WHAT THIS TASK INVOLVES >> Set down, without alteration, the lines from the one that contains "the green bell" through the final line of the material below.

-- begin --

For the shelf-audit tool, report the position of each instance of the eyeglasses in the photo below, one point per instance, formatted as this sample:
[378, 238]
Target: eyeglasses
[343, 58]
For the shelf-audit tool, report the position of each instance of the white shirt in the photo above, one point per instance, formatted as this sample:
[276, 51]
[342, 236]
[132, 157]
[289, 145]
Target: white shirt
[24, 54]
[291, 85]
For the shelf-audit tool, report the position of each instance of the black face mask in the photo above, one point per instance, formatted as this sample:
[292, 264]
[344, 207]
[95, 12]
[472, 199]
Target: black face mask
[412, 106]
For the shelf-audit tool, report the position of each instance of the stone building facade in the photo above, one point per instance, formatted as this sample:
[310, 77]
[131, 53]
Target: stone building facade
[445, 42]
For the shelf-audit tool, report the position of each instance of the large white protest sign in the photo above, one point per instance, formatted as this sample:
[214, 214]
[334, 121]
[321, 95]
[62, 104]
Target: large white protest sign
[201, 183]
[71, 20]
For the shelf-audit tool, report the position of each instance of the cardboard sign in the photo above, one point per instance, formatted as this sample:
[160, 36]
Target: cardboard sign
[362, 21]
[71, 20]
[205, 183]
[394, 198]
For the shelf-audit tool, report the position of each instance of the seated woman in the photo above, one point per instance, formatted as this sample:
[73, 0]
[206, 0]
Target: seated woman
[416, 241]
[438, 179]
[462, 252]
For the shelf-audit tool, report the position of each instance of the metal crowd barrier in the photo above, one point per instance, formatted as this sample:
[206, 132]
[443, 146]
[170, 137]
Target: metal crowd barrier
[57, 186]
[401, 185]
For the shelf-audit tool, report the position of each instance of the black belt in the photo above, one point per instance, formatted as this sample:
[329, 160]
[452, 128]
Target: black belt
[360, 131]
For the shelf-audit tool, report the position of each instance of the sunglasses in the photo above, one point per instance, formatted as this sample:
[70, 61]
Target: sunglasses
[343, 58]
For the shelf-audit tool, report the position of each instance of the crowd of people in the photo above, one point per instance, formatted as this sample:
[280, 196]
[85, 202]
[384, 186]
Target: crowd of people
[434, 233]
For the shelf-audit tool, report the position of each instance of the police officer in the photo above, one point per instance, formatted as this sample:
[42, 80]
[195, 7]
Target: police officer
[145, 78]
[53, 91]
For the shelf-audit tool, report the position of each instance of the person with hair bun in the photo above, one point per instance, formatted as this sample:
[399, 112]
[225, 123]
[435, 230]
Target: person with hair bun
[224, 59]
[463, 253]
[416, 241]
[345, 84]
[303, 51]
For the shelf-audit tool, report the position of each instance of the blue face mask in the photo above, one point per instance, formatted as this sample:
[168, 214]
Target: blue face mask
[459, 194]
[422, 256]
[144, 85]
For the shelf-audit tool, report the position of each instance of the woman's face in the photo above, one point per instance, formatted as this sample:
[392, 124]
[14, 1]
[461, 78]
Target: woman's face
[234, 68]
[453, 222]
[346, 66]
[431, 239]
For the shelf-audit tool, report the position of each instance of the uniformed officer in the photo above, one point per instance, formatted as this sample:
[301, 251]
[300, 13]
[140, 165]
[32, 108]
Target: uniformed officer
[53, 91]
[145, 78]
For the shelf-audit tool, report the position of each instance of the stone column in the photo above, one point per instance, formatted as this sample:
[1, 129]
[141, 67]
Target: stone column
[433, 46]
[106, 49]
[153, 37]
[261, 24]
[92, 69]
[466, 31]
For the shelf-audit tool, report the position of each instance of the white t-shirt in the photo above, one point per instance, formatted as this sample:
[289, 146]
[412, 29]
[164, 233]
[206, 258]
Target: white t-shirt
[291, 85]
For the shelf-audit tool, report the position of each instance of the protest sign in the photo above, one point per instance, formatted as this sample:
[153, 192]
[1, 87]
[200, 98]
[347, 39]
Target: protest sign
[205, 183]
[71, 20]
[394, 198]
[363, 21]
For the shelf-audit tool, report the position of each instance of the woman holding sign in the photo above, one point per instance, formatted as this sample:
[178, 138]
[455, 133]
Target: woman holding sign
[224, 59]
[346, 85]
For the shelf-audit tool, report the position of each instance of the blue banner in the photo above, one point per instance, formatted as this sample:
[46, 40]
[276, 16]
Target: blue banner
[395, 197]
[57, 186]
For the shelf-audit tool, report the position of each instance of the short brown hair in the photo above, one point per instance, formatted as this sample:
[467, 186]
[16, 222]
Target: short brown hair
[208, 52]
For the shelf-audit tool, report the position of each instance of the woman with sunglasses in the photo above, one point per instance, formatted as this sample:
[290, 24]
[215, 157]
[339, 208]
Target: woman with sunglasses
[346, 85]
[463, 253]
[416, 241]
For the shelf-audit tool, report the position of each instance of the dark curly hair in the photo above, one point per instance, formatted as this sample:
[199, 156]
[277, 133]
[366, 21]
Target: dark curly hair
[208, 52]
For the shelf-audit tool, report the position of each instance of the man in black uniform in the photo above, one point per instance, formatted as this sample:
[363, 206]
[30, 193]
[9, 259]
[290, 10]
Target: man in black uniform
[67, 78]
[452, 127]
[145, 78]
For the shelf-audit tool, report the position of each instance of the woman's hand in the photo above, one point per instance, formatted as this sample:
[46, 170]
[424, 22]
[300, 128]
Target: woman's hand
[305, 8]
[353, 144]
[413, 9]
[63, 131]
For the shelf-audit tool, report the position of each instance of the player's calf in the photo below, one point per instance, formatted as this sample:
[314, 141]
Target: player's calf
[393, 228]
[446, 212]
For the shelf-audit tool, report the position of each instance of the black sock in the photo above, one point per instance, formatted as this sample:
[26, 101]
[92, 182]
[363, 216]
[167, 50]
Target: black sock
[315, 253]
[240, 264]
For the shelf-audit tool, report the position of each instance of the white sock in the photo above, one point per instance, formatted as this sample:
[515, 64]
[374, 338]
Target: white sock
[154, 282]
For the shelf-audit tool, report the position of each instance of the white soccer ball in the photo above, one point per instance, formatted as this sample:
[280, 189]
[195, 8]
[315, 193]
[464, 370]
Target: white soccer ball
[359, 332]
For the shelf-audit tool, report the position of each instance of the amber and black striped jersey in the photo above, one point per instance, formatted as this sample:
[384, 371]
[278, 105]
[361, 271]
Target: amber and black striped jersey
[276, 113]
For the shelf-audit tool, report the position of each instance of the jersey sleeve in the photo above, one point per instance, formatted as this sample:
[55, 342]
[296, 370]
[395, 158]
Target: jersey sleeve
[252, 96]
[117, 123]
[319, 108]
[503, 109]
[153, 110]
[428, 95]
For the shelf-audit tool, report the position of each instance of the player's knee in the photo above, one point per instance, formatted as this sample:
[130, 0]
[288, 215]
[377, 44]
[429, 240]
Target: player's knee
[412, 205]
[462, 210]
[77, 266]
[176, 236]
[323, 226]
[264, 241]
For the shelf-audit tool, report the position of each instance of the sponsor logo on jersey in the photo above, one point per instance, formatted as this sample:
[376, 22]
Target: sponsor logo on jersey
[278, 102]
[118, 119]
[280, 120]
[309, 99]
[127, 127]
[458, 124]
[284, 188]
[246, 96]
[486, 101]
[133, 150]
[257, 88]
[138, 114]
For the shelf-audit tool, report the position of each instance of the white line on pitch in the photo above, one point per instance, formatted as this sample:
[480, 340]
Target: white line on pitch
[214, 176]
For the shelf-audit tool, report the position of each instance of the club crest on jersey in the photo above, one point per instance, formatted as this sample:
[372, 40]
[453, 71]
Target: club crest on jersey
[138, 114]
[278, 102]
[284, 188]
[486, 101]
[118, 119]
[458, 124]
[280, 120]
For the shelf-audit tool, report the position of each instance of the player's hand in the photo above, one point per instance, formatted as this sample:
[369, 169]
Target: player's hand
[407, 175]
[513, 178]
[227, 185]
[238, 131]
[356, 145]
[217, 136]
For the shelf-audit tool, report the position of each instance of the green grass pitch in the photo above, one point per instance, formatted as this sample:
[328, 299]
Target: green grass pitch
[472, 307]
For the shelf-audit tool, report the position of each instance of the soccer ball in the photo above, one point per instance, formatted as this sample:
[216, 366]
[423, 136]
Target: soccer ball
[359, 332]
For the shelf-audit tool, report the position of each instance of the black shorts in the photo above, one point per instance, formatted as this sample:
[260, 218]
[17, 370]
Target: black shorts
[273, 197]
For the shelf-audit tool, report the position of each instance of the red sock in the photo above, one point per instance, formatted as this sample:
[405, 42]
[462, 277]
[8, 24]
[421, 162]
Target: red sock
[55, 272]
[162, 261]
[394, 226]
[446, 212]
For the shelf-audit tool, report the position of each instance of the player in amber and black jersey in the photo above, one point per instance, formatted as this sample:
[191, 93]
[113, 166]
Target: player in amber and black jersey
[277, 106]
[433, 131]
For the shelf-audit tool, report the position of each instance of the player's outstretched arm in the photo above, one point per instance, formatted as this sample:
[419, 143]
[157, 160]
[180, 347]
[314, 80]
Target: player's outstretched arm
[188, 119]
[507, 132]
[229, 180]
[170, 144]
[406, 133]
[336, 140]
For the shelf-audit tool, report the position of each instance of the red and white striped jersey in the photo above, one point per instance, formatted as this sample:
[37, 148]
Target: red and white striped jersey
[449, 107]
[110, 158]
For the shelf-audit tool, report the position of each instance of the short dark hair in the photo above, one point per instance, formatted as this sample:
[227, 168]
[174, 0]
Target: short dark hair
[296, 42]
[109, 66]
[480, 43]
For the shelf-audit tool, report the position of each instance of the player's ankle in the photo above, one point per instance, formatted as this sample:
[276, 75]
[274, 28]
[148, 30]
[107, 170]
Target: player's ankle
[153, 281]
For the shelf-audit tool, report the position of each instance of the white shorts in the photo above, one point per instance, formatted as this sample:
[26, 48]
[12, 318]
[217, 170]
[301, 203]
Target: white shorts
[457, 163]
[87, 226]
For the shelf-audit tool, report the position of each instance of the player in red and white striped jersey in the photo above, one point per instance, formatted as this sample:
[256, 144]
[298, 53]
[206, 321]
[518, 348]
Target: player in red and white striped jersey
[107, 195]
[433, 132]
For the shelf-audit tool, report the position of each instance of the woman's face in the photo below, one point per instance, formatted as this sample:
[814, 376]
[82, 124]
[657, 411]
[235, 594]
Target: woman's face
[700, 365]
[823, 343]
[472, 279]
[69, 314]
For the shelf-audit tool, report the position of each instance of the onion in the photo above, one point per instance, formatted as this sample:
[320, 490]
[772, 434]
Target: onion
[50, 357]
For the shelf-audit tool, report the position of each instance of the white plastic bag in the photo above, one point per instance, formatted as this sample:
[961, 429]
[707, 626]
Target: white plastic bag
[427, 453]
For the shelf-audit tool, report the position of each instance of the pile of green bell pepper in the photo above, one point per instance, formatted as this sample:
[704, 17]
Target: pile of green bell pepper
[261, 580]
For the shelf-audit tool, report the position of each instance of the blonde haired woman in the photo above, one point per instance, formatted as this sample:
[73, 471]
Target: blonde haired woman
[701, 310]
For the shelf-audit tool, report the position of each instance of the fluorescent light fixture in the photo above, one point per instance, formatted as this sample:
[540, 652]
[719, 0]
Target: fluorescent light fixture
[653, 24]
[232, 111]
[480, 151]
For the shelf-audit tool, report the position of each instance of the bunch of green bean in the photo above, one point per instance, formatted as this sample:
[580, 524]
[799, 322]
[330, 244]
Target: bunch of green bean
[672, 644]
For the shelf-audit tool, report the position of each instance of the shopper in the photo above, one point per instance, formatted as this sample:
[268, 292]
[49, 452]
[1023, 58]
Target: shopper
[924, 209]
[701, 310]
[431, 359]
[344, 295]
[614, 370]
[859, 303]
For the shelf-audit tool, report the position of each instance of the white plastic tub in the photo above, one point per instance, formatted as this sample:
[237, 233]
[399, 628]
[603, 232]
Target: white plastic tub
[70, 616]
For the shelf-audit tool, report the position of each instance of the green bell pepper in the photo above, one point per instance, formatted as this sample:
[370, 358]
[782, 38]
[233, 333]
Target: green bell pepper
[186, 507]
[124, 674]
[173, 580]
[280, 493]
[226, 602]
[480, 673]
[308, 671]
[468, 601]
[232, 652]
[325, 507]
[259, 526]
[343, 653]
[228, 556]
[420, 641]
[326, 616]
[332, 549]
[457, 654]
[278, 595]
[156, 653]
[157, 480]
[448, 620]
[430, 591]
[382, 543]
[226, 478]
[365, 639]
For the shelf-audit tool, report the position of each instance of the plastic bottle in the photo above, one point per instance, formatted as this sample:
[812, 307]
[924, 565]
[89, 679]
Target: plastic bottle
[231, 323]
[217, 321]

-- end --

TASK SOLUTION >>
For the shelf-audit tool, report the position of each instance of the green bell pepper in the photo above, one point per instance, formatted as this sample:
[370, 358]
[782, 38]
[233, 333]
Target: green bell pepper
[186, 507]
[124, 674]
[173, 580]
[280, 493]
[226, 602]
[480, 673]
[308, 671]
[468, 601]
[232, 652]
[325, 507]
[259, 526]
[343, 653]
[228, 556]
[420, 641]
[326, 616]
[332, 549]
[457, 654]
[278, 595]
[156, 653]
[157, 480]
[448, 620]
[430, 591]
[382, 543]
[226, 478]
[365, 639]
For the shelf-audit tool, report the position of each instance of the plastic bottle in the photo above, one point per instance, formatted as this sample:
[812, 307]
[924, 565]
[89, 679]
Target: plastic bottle
[231, 323]
[217, 321]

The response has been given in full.